Reproduce, without alteration, everything in the data below from the line containing "Mark each instance of the overcast" down to the line containing "Query: dark wet rock", with both of those lines included.

-- Dataset rows --
********************

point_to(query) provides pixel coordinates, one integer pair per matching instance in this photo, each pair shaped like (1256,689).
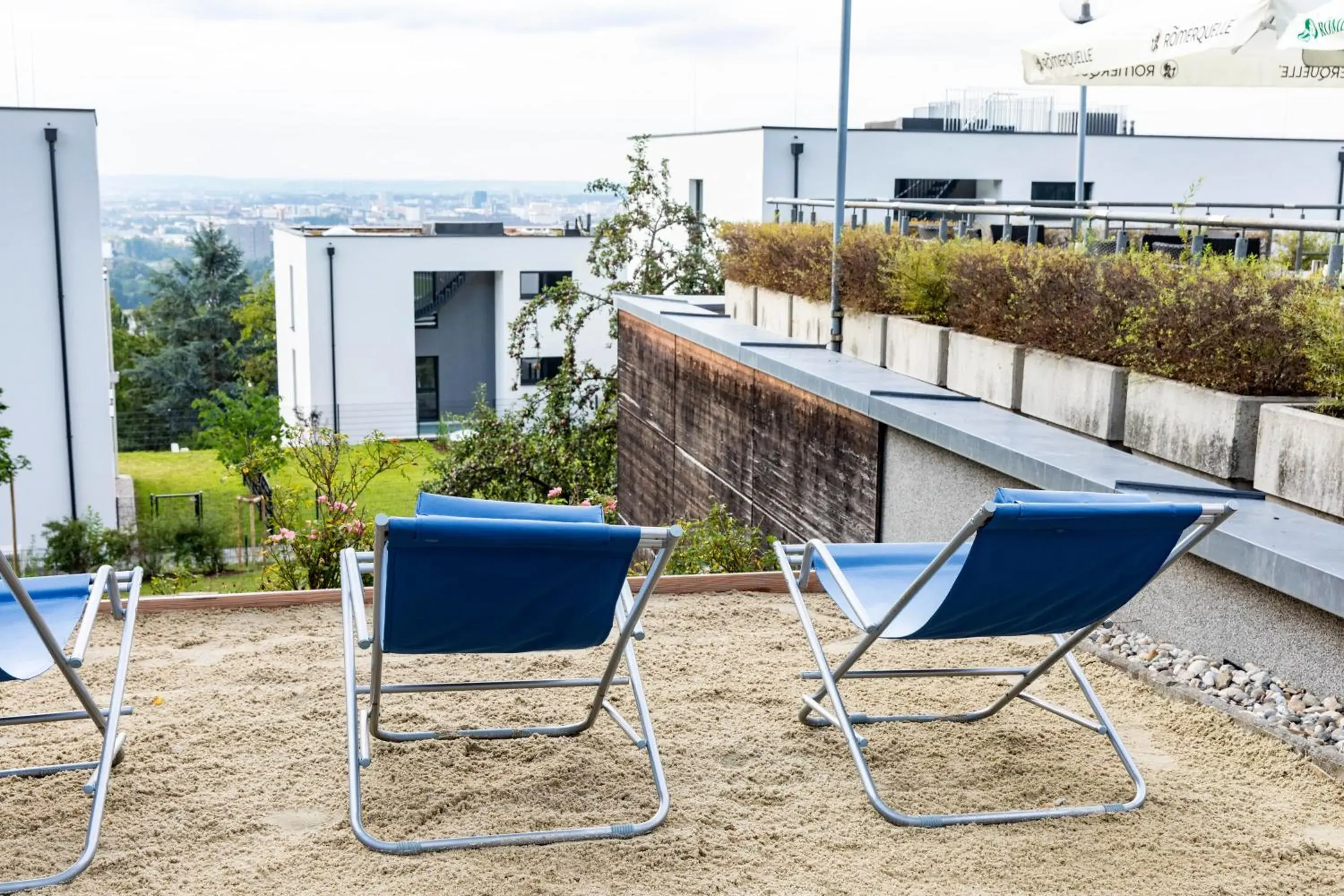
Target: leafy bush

********************

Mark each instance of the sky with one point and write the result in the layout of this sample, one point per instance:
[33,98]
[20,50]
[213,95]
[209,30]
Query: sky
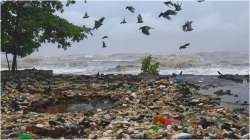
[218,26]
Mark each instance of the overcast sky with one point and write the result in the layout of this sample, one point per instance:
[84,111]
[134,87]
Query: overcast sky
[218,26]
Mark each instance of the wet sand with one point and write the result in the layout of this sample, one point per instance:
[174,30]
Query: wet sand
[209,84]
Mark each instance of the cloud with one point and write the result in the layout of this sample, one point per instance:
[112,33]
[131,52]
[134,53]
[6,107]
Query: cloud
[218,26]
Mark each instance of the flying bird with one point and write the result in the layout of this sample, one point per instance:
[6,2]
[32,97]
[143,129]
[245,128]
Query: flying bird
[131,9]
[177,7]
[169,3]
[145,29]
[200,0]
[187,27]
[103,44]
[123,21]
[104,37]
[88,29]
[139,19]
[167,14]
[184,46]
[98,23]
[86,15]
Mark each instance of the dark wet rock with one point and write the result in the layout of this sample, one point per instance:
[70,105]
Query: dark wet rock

********************

-- Task solution --
Mark each instance of the overcast sky with one point and write the result in the layout of this sample, one point per instance:
[84,111]
[134,87]
Query: overcast sky
[218,26]
Mark each instance of the wet sand with one point and write the result in the layout of this sample, one point per instance:
[174,30]
Query: wet sand
[209,84]
Mark each instance of the cloud with one point and write the result in the layout of this sample, one point per instance:
[112,33]
[131,52]
[134,53]
[6,107]
Query: cloud
[218,26]
Mark each instance of the flying bird with one point and write the result in the layout of this sample, one point per instance:
[6,2]
[32,97]
[143,129]
[245,128]
Query: flying bird
[131,9]
[177,7]
[169,3]
[145,29]
[200,0]
[187,27]
[103,44]
[123,21]
[104,37]
[88,29]
[139,19]
[167,14]
[184,46]
[98,23]
[86,15]
Mark each instance of the dark wet rock with one point and write the result in the layout of this sample, one point per instance:
[70,105]
Query: dark wet rock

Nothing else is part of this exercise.